*作業の指示*. 次の一覧のうち、「Point out the second」を含む行から「<point>455,178</point>」を含む行までを、両端の行も含めて一字一句そのまま繰り返してください。

*データの内容*.

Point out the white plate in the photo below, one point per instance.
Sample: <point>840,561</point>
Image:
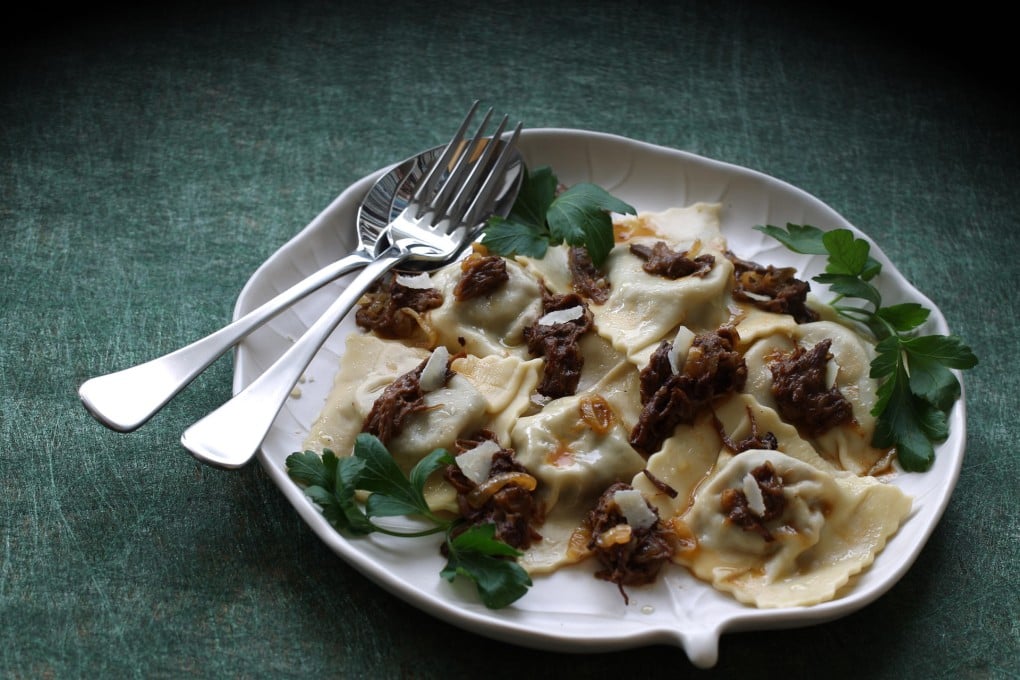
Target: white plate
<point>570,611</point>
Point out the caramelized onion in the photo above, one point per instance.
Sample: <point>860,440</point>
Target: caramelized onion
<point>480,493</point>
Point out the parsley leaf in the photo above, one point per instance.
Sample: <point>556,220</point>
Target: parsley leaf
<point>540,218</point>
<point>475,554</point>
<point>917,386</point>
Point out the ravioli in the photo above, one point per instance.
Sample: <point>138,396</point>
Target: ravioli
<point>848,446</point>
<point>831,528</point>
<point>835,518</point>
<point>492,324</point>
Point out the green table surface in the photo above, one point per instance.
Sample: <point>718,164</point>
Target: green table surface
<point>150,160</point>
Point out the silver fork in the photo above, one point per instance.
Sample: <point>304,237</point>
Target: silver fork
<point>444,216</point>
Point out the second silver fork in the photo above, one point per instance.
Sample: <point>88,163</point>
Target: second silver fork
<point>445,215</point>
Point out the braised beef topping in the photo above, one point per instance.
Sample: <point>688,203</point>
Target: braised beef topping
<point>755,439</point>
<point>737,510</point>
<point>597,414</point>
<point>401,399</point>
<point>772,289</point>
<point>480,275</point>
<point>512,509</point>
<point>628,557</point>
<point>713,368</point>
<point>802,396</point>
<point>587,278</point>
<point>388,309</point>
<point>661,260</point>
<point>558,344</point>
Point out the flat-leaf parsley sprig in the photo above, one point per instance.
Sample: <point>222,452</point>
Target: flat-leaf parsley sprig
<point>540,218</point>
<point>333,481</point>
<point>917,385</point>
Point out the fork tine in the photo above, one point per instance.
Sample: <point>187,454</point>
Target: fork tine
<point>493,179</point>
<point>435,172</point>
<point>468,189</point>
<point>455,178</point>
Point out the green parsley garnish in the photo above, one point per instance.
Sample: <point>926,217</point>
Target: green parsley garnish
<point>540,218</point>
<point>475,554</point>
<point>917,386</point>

*出力結果*.
Point out the second silver fork in the photo above, one point per instance.
Sample: <point>88,163</point>
Target: second silver fork
<point>445,215</point>
Point out the braised beef topping in the photo above, one point per instance.
Sample: <point>688,203</point>
Target: braised beef topping
<point>755,439</point>
<point>737,510</point>
<point>597,414</point>
<point>401,399</point>
<point>772,289</point>
<point>480,275</point>
<point>512,509</point>
<point>628,557</point>
<point>713,368</point>
<point>802,396</point>
<point>587,278</point>
<point>388,309</point>
<point>661,260</point>
<point>558,344</point>
Point out the flat-leaf parsley sprig in the photo above, one point per instance.
Sample: <point>222,452</point>
Target: flat-leaf parsley sprig
<point>540,218</point>
<point>333,481</point>
<point>917,385</point>
Point out the fork tine in the photo above, one point per instance.
Sample: <point>187,454</point>
Target: fork tine
<point>493,179</point>
<point>435,172</point>
<point>468,189</point>
<point>455,178</point>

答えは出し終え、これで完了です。